◆ **DIRECTIONS**:
A – In the news report on smoking in Iran, why did the health minister call on governments to adopt health warnings with pictures on both the front and back of tobacco packs? Answer in one to three sentences.
B – Extend the news report on World No Tobacco Day and smoking in Iran, starting from the point where it ends.

◆ **TEXT PASSAGE**:

== == ==

May 31: World No Tobacco Day

Iran's 57 cigarettes

TEHRAN, June 1 (Mehr News Agency) -- Smoking is responsible for 25% of death in the country, Iranian Health Minister Kamran Baqeri-Lankarani announced in Tehran on Sunday.

Speaking on the sidelines of a ceremony on the occasion of the World No Tobacco Day, Lankarani lamented the fact that there was 4%-5% fall in the country's average smoking age.

About 20% of adult male and 4.5% of adult female population in the country smoke tobacco, Lankarani said.

Smokers comprise 14% of the country's adult population, the minister said, explaining that the rate is projected to be reduced to less than 10% through a five-year plan.

Calling anti-drug campaign a national responsibility, Lankarani urged all government and non-government organizations to interact well with the Health Ministry to achieve better results.

Lankarani also accused world's tobacco companies of using "misleading labels" such as mild or light and false images of good health and fitness.

Putting stress on the importance of attaching health warning labels to all cigarette and tobacco packets, the minister called on all governments to adopt tobacco health warnings, appear on both the front and back of the pack and contain pictures in a bid to increase public knowledge about devastating health, social, environmental and economic consequences of tobacco consumption and exposure to tobacco smoke.

On popular myth, recognizing tobacco less toxic, Lankarani said that hookah smoking's hazardous effects are 40 to 100 times the cigarette's ones.

Nearly 18,000 of Iranians AIDS sufferers

He also referred to the country's AIDS rate and said, "About 18,000 of Iranians are infected with HIV"

"Men account for more than 94% of AIDS victims throughout the country ... and less than 6% of the country's AIDS sufferers are women," Lankarani told reporters.

Tobacco Health Warnings

The World Health Organization (WHO) selects "Tobacco Health Warnings" as the theme for this year's World No Tobacco Day, observed on 31 May 2009 throughout the world.

== == ==

◆ **INPUT DATA**:
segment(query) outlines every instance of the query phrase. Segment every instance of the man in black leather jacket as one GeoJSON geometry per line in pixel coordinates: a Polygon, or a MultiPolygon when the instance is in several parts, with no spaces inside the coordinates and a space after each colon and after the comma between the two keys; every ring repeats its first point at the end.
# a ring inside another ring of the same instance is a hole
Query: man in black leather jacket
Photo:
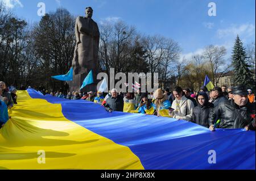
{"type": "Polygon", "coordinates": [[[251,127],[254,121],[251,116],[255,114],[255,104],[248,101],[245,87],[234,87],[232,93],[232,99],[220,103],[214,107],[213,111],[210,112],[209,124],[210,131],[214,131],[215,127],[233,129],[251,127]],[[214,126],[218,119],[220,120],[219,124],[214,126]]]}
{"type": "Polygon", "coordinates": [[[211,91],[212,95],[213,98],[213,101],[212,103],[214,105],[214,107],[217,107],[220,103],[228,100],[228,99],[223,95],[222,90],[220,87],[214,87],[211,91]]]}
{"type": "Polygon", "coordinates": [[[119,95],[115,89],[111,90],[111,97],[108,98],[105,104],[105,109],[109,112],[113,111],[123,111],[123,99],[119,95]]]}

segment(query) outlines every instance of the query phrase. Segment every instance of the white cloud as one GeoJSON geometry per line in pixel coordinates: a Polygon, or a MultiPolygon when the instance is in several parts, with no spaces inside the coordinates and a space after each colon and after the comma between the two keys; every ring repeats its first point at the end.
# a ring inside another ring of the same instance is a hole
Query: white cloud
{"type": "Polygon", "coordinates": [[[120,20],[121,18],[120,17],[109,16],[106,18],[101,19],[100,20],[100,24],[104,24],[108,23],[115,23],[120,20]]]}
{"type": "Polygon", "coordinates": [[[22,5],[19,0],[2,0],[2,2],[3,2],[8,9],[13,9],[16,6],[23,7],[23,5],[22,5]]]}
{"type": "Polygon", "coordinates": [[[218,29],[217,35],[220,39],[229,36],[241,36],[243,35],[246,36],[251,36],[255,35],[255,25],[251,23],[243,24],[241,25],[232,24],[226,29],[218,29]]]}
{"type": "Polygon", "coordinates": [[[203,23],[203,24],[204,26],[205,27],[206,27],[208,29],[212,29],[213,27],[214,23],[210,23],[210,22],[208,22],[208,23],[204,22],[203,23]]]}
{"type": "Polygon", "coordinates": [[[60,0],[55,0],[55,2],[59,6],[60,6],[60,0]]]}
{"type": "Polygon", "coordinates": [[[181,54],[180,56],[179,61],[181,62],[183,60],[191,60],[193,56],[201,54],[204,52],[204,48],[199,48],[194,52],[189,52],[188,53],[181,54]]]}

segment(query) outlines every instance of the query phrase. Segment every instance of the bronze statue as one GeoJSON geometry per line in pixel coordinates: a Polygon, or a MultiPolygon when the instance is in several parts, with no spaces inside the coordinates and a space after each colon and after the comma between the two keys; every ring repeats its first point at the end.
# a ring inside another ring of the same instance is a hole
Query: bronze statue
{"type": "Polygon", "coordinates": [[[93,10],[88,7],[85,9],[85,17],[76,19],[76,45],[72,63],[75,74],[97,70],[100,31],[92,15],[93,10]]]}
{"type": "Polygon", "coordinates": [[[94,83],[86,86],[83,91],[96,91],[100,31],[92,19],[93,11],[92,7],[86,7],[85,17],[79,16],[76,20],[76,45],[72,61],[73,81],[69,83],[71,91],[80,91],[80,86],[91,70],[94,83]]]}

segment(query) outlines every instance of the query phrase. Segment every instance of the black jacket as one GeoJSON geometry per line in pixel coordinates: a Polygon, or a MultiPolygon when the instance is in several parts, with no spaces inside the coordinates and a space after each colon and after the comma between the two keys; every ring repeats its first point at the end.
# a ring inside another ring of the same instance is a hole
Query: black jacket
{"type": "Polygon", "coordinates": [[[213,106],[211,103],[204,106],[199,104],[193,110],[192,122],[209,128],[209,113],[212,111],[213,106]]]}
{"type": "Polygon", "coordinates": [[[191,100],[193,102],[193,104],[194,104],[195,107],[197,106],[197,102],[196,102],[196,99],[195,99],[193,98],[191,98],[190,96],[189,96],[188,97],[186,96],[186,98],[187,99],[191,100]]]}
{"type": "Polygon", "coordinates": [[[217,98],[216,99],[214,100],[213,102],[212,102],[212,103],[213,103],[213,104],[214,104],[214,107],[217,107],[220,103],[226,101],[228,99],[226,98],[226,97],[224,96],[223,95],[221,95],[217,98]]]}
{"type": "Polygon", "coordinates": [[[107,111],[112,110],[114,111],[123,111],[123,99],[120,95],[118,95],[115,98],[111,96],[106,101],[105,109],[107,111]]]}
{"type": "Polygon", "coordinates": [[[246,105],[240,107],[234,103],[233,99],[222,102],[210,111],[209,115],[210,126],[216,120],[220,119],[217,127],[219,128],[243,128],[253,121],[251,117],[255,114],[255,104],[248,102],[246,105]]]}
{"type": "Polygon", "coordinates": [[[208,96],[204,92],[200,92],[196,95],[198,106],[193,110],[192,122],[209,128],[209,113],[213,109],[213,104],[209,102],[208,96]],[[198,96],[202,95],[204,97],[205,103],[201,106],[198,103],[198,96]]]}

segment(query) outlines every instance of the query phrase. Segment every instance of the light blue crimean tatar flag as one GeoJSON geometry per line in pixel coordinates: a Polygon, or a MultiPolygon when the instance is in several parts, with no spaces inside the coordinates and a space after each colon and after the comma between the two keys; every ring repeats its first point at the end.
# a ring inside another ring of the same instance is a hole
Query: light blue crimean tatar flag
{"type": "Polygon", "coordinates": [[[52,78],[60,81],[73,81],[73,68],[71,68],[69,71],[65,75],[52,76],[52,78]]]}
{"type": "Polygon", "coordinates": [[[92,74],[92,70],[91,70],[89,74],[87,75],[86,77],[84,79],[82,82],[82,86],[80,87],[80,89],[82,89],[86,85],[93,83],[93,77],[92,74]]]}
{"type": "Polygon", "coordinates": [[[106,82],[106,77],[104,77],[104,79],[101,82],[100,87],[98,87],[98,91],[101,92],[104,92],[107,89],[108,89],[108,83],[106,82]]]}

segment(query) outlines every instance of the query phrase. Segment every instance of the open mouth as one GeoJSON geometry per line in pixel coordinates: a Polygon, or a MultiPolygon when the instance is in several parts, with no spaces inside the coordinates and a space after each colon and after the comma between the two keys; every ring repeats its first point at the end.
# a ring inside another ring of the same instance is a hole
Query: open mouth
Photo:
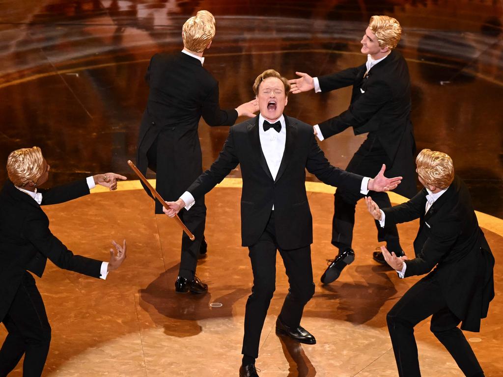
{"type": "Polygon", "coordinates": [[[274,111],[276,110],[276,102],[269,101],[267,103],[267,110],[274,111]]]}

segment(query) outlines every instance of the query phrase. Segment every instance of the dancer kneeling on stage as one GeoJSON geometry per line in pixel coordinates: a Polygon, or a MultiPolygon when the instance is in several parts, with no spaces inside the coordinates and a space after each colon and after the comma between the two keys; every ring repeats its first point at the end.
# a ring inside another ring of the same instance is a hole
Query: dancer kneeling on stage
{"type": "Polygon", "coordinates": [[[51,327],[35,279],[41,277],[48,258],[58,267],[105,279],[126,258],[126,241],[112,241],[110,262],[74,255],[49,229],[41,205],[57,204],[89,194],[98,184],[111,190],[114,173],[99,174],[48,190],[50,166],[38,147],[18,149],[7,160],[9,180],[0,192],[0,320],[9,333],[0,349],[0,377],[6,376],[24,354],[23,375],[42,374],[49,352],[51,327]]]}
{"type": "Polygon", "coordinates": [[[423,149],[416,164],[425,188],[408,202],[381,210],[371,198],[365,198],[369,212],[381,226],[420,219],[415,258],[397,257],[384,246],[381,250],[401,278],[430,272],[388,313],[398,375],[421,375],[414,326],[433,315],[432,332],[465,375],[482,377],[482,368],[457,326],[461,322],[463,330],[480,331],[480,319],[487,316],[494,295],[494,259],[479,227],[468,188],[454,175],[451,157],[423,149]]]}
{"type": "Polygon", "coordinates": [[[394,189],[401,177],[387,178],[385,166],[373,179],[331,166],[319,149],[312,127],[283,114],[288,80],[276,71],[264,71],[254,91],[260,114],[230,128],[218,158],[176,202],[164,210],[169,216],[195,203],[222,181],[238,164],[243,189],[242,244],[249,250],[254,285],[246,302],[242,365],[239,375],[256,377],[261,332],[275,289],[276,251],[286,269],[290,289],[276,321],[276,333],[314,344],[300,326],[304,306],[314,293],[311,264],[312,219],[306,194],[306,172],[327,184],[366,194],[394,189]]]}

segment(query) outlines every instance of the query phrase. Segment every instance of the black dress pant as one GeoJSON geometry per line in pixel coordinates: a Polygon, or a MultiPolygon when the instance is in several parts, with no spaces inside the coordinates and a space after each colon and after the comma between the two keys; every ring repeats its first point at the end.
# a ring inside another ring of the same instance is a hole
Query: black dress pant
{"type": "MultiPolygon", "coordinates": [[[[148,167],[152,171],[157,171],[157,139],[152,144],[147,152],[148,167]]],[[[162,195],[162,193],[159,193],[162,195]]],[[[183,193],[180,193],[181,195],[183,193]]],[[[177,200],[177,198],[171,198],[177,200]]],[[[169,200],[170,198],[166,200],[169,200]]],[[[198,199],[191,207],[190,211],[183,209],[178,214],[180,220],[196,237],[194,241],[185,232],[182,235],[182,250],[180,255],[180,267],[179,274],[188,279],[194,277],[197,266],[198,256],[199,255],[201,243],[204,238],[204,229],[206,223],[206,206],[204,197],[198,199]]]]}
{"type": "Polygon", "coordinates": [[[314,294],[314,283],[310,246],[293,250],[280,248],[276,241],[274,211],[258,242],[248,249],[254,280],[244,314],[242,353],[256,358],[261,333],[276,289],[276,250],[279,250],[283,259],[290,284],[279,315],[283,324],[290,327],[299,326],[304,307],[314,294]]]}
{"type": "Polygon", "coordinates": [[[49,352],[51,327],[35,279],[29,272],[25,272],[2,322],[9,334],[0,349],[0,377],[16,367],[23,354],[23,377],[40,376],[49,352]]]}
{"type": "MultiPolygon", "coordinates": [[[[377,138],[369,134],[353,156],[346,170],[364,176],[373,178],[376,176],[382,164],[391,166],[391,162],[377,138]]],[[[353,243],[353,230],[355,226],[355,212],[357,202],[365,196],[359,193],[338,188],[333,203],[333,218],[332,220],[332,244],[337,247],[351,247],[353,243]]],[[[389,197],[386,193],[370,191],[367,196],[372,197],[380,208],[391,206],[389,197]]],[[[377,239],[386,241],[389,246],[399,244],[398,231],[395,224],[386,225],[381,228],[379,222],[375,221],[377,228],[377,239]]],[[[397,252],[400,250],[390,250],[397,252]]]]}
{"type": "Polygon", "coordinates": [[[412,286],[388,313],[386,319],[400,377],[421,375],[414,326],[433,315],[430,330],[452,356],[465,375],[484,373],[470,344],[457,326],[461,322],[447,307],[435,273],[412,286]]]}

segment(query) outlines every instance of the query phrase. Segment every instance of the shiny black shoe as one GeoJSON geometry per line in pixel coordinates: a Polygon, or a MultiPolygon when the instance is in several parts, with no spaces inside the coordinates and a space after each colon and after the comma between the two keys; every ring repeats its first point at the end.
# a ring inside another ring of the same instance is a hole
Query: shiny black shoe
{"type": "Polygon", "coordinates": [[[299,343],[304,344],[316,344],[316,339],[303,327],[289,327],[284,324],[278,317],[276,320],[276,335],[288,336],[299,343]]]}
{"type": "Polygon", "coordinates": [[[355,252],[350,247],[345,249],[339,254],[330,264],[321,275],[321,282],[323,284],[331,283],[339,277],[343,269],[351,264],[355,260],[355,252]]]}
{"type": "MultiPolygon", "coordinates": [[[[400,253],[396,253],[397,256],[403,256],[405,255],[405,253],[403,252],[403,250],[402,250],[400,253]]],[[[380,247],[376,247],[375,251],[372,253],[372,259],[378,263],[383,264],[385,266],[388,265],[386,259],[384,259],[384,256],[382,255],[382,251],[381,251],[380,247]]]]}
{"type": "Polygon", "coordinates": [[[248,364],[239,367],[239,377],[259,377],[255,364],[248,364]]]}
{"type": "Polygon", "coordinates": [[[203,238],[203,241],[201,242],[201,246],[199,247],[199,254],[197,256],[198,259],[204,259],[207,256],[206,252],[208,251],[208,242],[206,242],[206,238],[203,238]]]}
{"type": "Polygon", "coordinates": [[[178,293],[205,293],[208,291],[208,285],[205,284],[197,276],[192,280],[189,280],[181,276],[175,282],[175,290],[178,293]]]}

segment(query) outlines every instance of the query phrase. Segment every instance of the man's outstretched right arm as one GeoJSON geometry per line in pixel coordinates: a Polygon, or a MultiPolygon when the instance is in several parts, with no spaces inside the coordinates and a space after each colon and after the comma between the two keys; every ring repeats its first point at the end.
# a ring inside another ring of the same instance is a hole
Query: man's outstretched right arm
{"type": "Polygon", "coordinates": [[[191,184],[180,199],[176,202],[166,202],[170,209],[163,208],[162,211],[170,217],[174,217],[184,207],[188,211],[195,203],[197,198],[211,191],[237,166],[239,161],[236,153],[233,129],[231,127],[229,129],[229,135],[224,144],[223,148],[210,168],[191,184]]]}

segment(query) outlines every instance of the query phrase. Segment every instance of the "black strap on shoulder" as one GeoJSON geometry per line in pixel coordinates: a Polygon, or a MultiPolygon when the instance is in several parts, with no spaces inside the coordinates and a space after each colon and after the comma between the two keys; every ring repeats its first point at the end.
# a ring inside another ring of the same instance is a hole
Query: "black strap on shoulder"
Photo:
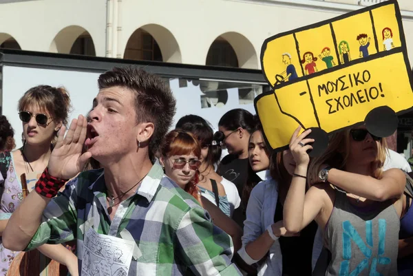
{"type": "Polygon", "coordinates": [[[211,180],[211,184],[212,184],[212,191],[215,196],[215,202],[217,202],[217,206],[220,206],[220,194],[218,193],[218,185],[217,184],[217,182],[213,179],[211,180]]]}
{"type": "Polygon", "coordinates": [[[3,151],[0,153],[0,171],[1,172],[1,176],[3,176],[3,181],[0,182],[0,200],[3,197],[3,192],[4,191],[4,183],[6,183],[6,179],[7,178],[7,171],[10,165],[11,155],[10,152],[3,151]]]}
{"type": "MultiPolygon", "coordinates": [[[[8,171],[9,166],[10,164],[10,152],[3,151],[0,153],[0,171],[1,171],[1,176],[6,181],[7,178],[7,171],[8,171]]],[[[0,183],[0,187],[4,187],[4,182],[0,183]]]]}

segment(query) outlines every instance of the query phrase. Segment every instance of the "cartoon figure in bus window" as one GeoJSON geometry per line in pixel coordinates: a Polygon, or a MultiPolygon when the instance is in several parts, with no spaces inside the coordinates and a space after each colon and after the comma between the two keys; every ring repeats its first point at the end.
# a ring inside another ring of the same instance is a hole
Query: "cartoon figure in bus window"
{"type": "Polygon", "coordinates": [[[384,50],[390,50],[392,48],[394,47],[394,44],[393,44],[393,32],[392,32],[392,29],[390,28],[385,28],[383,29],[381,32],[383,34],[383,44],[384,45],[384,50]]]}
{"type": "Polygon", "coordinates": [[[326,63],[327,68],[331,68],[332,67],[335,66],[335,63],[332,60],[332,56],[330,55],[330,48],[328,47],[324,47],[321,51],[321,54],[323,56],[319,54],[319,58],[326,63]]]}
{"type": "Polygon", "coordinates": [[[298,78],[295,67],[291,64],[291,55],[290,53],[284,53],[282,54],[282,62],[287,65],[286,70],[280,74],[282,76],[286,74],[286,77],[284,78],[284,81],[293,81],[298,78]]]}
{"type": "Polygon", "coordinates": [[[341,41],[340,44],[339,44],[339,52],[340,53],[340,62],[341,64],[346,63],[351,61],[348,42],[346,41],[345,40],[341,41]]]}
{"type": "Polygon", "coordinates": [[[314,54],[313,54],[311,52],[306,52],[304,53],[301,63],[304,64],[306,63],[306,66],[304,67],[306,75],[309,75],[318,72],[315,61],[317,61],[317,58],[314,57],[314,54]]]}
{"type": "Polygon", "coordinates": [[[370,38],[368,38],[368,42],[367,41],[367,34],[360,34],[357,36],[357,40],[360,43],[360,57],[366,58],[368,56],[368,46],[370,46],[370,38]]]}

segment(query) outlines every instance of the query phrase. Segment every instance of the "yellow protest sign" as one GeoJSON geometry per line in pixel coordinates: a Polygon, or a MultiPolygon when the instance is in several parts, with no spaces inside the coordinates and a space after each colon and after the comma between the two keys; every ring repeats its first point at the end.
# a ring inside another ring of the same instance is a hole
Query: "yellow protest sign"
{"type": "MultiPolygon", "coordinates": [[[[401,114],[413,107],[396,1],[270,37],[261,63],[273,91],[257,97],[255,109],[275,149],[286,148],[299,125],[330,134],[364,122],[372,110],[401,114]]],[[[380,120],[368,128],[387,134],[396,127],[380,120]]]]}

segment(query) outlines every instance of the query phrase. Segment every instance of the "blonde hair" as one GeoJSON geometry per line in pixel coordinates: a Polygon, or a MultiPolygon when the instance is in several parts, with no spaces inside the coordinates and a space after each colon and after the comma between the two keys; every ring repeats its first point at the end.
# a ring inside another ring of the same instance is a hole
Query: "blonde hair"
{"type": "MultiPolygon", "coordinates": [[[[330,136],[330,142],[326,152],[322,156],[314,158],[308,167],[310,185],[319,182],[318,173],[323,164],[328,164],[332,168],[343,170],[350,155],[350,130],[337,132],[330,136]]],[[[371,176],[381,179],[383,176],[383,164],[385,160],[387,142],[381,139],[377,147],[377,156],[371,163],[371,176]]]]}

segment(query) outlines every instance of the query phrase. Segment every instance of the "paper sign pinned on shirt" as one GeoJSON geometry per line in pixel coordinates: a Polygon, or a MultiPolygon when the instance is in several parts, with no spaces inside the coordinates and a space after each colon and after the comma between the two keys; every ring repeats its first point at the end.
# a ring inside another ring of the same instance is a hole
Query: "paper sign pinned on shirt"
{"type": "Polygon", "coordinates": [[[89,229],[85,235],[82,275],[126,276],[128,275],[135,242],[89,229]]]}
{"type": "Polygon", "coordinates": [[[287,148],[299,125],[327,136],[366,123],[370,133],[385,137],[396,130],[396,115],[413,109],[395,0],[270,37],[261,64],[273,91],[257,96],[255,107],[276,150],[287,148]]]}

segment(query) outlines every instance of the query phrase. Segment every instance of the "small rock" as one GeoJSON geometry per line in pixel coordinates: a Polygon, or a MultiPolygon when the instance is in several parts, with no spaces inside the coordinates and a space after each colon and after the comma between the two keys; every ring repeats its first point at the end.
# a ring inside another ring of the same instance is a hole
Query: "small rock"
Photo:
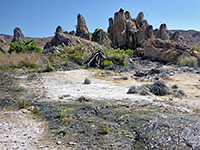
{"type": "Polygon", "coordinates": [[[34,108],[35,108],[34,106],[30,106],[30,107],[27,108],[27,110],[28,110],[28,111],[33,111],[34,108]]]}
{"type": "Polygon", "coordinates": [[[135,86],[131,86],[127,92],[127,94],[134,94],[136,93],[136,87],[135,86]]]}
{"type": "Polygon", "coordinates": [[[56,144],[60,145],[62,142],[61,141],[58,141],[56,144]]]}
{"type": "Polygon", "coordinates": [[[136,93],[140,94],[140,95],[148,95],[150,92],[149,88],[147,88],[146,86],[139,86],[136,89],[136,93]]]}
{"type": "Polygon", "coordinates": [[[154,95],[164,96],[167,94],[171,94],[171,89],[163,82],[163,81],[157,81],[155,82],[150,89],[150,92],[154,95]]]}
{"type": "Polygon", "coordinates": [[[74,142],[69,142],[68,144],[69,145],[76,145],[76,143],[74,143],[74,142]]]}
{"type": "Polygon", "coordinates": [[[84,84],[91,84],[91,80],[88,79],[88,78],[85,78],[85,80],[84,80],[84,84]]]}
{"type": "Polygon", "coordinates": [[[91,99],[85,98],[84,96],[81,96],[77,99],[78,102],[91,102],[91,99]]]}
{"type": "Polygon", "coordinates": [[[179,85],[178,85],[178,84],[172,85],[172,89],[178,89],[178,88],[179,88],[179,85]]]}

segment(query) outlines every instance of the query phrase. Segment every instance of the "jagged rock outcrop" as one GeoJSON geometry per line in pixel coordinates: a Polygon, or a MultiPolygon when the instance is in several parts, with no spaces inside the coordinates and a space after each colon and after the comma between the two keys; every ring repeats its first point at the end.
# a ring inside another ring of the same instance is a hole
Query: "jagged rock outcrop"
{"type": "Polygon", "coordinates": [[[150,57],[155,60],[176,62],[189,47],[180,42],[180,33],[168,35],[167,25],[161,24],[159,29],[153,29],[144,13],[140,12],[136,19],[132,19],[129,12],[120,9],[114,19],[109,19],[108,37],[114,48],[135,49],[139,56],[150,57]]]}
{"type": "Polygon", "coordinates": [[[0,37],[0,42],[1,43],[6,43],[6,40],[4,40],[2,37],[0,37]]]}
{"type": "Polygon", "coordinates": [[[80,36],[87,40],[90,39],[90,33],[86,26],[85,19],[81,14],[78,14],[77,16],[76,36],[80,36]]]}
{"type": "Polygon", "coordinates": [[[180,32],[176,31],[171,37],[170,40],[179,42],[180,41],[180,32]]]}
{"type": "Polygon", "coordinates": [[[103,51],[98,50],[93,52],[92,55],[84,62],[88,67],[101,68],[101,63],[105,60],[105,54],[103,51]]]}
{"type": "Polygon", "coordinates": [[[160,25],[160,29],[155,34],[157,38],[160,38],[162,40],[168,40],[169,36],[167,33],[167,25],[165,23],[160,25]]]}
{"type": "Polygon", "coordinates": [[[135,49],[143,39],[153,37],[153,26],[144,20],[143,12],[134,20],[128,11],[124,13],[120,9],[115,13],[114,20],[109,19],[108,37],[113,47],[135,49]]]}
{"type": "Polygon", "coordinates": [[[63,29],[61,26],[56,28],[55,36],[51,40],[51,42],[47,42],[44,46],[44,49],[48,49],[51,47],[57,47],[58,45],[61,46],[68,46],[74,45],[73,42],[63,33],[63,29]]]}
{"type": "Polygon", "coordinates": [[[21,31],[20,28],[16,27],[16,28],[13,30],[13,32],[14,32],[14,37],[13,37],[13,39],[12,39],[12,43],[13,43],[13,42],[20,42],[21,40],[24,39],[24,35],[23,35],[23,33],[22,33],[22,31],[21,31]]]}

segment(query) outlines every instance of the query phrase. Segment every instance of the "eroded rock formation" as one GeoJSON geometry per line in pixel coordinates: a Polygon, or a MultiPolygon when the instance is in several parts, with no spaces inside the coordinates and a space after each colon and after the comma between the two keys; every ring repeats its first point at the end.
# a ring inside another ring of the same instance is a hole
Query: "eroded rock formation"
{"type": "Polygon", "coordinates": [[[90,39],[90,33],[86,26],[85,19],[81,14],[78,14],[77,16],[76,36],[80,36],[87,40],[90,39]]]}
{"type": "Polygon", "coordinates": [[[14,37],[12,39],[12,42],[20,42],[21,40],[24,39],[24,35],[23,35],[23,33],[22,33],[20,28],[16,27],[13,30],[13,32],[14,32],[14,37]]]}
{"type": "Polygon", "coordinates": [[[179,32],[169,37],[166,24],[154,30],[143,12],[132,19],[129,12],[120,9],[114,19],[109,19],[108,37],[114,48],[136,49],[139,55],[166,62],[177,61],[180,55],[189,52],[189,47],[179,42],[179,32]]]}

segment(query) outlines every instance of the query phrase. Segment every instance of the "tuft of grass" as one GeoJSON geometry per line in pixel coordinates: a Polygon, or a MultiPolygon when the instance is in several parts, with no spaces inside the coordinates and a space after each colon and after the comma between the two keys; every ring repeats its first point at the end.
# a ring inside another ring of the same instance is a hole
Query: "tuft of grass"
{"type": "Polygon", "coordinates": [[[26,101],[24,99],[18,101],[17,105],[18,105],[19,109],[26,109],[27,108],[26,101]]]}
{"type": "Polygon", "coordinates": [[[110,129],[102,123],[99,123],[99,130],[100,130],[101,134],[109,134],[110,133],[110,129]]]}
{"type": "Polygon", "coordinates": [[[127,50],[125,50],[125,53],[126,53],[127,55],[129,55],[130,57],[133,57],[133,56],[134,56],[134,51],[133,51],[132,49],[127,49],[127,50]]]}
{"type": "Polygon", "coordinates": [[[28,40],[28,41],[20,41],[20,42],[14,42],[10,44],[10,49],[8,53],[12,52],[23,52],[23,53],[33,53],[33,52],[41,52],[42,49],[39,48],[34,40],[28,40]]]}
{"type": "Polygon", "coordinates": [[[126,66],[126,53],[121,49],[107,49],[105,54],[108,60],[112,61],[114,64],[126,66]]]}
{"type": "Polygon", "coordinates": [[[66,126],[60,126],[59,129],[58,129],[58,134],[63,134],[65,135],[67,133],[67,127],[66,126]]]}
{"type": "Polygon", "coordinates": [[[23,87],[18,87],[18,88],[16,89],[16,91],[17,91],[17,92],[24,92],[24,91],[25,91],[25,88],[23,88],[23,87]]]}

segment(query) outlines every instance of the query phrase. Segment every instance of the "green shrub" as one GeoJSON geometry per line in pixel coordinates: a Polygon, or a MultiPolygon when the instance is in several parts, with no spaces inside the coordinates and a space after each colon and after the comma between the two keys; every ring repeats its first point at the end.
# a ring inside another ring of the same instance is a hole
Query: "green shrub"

== == ==

◆ **EXERCISE RESPONSES**:
A – He wanted the warnings to increase public knowledge about the devastating health, social, environmental and economic consequences of using tobacco and of being exposed to tobacco smoke.

B –
And in the Islamic Republic, the Iranian Anti-Tobacco Association (IATA), with the cooperation of the National Research Institute of Tuberculosis and Lung Disease (NRITLD), organizes No Tobacco Week each year from May 24 to 31.

Tobacco health warnings appear on packs of cigarettes and are among the strongest defenses against the global epidemic of tobacco.

Tobacco health warnings that contain both pictures and words are the most effective ways of convincing people to quit. Such pictorial warnings have appeared in more than a dozen countries, including Iran.

Tobacco-related illnesses

According to BBC, women in developing countries as well as in Japan, Germany and the United States are increasingly taking up smoking or are exposed to passive smoking.

In the United States lung cancer has overtaken breast cancer as the leading cause of cancer deaths among women.

It has long been known that pregnant women who smoke have a higher risk of miscarrying or giving birth to weak babies prone to infection.

But the report underlines that women smokers are more likely to be infertile, have difficulty getting pregnant, and risk an earlier menopause.

Furthermore, new evidence shows that parents who smoke can seriously harm the health of their children, who are more prone to asthma, bronchitis and pneumonia.